Passage to read:
+===+

House member George MacKenzie, R-Gaylord, had tried to abolish capital
punishment in Minnesota in 1905 and again in 1909. He succeeded in 1911
when Republican Gov. Adolph Eberhart signed the legislation into law.

(source: Minneapolis Star Tribune)






ALABAMA:

Fix death penalty now


THE ISSUE: State legislators should call a temporary halt to executions
and fix the glaring flaws with Alabama's use of the death penalty.

You don't have to oppose the death penalty to want to make sure it's
applied fairly and accurately.

That being the case, support for a temporary halt to executions is not
incompatible with support for the death penalty. If only the state
Legislature recognized that.

Lawmakers already are offering dim chances for state Sen. Hank Sanders'
perennial bill calling a three-year halt to executions, a moratorium that
would allow time to fix some of the most grievous problems with death
penalty cases. Even Sanders, who tries to sound optimistic, admits the
measure faces "an uphill climb."

The reason is obvious. Lawmakers fear being branded soft on crime. But
that's shortsighted thinking.

Sanders' proposal would tackle some of the weaknesses that make many
reasonable people squeamish about the death penalty - including people who
otherwise support the death penalty. Even the most ardent defender of
capital punishment doesn't want to see the wrong person put to death for a
crime, a possibility that has become far more conceivable as DNA science
revealed the fallibility of our court system.

Among other things, Sanders' proposal would use the moratorium period to
require the state to begin following American Bar Association guidelines
to ensure that appointed defense lawyers have the right experience and
training to handle death-penalty cases. This provision alone would go a
long way to preventing miscarriages of justice in capital cases.

Importantly, Sanders' bill also calls for some kind of safeguards to
ensure race doesn't play a role in who gets the death penalty. As it
stands, the race of the victim in particular seems to play a big role in
determining who receives the ultimate punishment. While most murder
victims are black, the overwhelming number of cases that end with a death
sentence involve white murder victims. When you strip away all other
variables, the only conclusion that can be reached is that the system
places a higher value on white life than black life.

+===+

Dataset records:
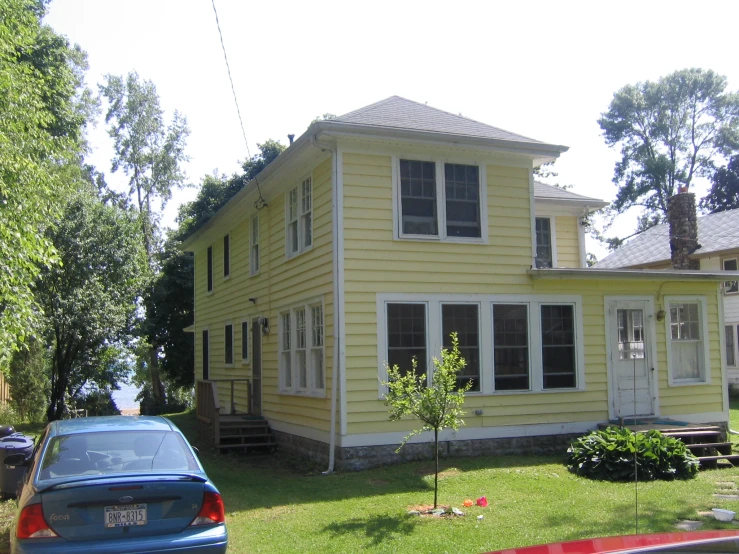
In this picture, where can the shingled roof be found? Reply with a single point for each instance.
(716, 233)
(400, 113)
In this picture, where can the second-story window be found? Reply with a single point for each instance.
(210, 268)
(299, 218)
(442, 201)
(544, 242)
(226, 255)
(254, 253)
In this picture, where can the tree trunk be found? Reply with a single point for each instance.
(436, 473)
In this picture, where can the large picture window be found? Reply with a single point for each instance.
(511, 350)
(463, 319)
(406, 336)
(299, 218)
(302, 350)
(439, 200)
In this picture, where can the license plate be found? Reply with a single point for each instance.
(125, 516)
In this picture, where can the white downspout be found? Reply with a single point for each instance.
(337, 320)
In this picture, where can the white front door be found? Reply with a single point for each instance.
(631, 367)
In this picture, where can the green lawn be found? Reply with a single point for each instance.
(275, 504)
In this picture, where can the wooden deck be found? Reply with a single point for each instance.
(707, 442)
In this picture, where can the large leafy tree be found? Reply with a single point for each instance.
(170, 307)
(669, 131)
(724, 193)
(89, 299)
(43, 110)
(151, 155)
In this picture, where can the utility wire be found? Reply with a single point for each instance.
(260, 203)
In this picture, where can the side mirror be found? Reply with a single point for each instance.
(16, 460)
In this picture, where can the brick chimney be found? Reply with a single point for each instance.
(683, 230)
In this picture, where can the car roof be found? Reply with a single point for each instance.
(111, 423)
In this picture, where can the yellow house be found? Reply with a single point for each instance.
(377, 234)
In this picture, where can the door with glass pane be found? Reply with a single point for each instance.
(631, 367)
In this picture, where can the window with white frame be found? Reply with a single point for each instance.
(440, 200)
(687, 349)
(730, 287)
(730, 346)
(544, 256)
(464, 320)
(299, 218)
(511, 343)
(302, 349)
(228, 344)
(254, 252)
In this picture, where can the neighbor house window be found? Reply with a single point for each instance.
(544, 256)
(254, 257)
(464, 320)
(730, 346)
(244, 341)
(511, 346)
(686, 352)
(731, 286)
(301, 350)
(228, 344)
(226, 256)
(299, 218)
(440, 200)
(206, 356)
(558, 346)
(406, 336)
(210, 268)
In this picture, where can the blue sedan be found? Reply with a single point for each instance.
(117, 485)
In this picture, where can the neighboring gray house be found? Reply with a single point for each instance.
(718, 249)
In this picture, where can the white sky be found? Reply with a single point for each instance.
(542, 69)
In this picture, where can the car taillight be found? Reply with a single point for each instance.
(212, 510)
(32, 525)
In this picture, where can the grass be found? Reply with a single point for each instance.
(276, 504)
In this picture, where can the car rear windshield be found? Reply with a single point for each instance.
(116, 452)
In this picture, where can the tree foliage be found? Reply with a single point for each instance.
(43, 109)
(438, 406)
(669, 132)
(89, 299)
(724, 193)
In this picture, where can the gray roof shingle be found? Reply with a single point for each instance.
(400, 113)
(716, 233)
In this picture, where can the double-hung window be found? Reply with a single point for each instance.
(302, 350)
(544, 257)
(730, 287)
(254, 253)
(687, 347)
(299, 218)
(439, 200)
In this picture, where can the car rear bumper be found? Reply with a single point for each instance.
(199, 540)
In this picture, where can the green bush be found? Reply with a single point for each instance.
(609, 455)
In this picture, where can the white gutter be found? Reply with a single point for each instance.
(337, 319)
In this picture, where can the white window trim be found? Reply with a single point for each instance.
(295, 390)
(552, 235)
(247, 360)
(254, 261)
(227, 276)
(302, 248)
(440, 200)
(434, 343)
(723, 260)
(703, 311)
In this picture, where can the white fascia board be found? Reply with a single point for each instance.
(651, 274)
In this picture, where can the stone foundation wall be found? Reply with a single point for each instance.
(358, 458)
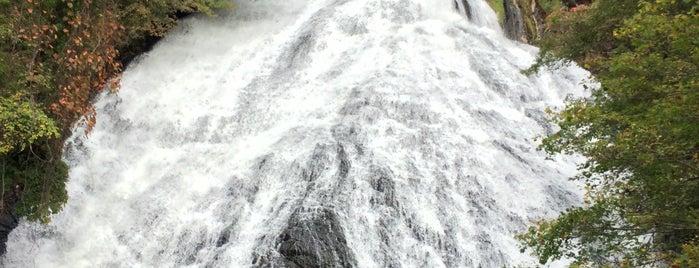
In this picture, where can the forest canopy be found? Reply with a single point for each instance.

+===+

List of tasks:
a: Which people are named in the death penalty passage? List every one of them.
b: Write out the death penalty passage from "Fix death penalty" up to and including "Legislature recognized that.".

Set of answers:
a: George MacKenzie, Adolph Eberhart, Hank Sanders

b:
Fix death penalty now


THE ISSUE: State legislators should call a temporary halt to executions
and fix the glaring flaws with Alabama's use of the death penalty.

You don't have to oppose the death penalty to want to make sure it's
applied fairly and accurately.

That being the case, support for a temporary halt to executions is not
incompatible with support for the death penalty. If only the state
Legislature recognized that.